— Selected text —
===

# Text Preprocessing

1. Lowercasing
2. Remove HTML Tags => using regex
3. Remove URLs
4. Remove Punctuation
5. Chat word treatment => change ASAP to (As Soon As Possible)
6. Spelling Correction
7. Remove Stop words
8. Handling Emojis => Replace emoji with meaning
9. Tokenization
10. Stemming => Bringing word to its root word
11. Lemmatization


### 4. Remove Punctuation

In [1]:
import string, time
string.punctuation

'!"#$%&\'()*+,-./:;<=>?@[\\]^_`{|}~'

In [2]:
exclude = string.punctuation

def remove_punc(text):
    return text.translate(str.maketrans('', '', exclude))

In [3]:
text = "string. with@ Punctuation!"

text = remove_punc(text)
text

'string with Punctuation'

# 5. Chat word Treatment

In [4]:
chat_words = {
    "AFAIK": "As Far As I Know",
    "AFK": "Away From Keyboard",
    "ASAP": "As Soon As Possible",
    "ATK": "At The Keyboard",
    "ATM": "At The Moment",
    "A3": "Anytime, Anywhere, Anyplace",
    "BAK": "Back At Keyboard",
    "BBL": "Be Back Later",
    "BBS": "Be Back Soon",
    "BFN": "Bye For Now",
    "B4N": "Bye For Now",
    "BRB": "Be Right Back",
    "BRT": "Be Right There",
    "BTW": "By The Way",
    "B4": "Before",
    "CU": "See You",
    "CUL8R": "See You Later",
    "CYA": "See You",
    "FAQ": "Frequently Asked Questions",
    "FC": "Fingers Crossed",
    "FWIW": "For What It's Worth",
    "FYI": "For Your Information",
    "GAL": "Get A Life",
    "GG": "Good Game",
    "GN": "Good Night",
    "GMTA": "Great Minds Think Alike",
    "GR8": "Great!",
    "G9": "Genius",
    "IC": "I See",
    "ICQ": "I Seek You (also a chat program)",
    "ILU": "I Love You",
    "IMHO": "In My Honest/Humble Opinion",
    "IMO": "In My Opinion",
    "IOW": "In Other Words",
    "IRL": "In Real Life",
    "KISS": "Keep It Simple, Stupid",
    "LDR": "Long Distance Relationship",
    "LMAO": "Laugh My A.. Off",
    "LOL": "Laughing Out Loud",
    "LTNS": "Long Time No See",
    "L8R": "Later",
    "MTE": "My Thoughts Exactly",
    "M8": "Mate",
    "NRN": "No Reply Necessary",
    "OIC": "Oh I See",
    "PITA": "Pain In The A..",
    "PRT": "Party",
    "PRW": "Parents Are Watching",
    "QPSA?": "Que Pasa?",
    "ROFL": "Rolling On The Floor Laughing",
    "ROFLOL": "Rolling On The Floor Laughing Out Loud",
    "ROTFLMAO": "Rolling On The Floor Laughing My A.. Off",
    "SK8": "Skate",
    "STATS": "Your sex and age",
    "ASL": "Age, Sex, Location",
    "THX": "Thank You",
    "TTFN": "Ta-Ta For Now!",
    "TTYL": "Talk To You Later",
    "U": "You",
    "U2": "You Too",
    "U4E": "Yours For Ever",
    "WB": "Welcome Back",
    "WTF": "What The F...",
    "WTG": "Way To Go!",
    "WUF": "Where Are You From?",
    "W8": "Wait...",
    "7K": "Sick:-D Laugher",
    "TFW": "That Feeling When",
    "MFW": "My Face When",
    "MRW": "My Reaction When",
    "IFYP": "I Feel Your Pain",
    "TNTL": "Trying Not To Laugh",
    "JK": "Just Kidding",
    "IDC": "I Don’t Care",
    "ILY": "I Love You",
    "IMU": "I Miss You",
    "ADIH": "Another Day In Hell",
    "ZZZ": "Sleeping, Bored, Tired",
    "WYWH": "Wish You Were Here",
    "TIME": "Tears In My Eyes",
    "BAE": "Before Anyone Else",
    "FIMH": "Forever In My Heart",
    "BSAAW": "Big Smile And A Wink",
    "BWL": "Bursting With Laughter",
    "BFF": "Best Friends Forever",
    "CSL": "Can’t Stop Laughing"

===

— Task goal —
Retype the stretch of the text preprocessing notes that opens with the words containing "### 4. Remove" and closes with "text.translate(str.maketrans('', '', exclude))".

— Records shown —
===

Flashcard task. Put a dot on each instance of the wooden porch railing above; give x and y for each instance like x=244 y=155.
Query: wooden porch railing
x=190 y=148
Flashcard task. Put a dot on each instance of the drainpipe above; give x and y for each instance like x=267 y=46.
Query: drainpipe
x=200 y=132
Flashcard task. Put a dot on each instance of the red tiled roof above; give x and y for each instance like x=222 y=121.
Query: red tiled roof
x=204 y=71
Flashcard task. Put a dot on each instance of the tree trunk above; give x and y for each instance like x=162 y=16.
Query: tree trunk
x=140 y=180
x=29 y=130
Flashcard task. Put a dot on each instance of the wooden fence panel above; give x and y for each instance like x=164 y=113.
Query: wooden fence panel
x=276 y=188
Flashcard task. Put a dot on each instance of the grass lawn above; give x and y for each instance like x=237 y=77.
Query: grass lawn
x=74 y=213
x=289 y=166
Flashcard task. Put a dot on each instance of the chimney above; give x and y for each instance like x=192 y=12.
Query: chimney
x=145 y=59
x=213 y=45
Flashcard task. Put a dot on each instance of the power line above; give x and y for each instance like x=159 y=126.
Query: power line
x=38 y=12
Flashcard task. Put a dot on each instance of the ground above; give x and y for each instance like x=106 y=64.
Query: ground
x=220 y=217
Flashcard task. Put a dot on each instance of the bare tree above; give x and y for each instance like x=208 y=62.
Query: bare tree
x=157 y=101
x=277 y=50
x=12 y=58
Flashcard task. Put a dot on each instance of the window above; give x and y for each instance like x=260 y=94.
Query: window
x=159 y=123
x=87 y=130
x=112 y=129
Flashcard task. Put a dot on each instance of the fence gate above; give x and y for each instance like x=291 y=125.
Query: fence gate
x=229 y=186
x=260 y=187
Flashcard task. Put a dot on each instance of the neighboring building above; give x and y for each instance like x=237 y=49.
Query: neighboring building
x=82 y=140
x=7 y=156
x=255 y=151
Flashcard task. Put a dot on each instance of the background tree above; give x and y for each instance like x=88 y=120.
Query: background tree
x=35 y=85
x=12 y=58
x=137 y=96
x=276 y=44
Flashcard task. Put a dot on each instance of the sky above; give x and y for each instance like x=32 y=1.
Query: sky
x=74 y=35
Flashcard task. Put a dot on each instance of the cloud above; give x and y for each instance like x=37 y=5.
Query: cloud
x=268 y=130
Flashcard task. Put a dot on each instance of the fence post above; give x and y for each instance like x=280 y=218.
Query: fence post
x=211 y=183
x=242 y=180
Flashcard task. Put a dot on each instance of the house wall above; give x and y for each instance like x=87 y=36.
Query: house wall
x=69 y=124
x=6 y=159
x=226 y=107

===

— Full answer —
### 4. Remove Punctuation

In [1]:
import string, time
string.punctuation

'!"#$%&\'()*+,-./:;<=>?@[\\]^_`{|}~'

In [2]:
exclude = string.punctuation

def remove_punc(text):
    return text.translate(str.maketrans('', '', exclude))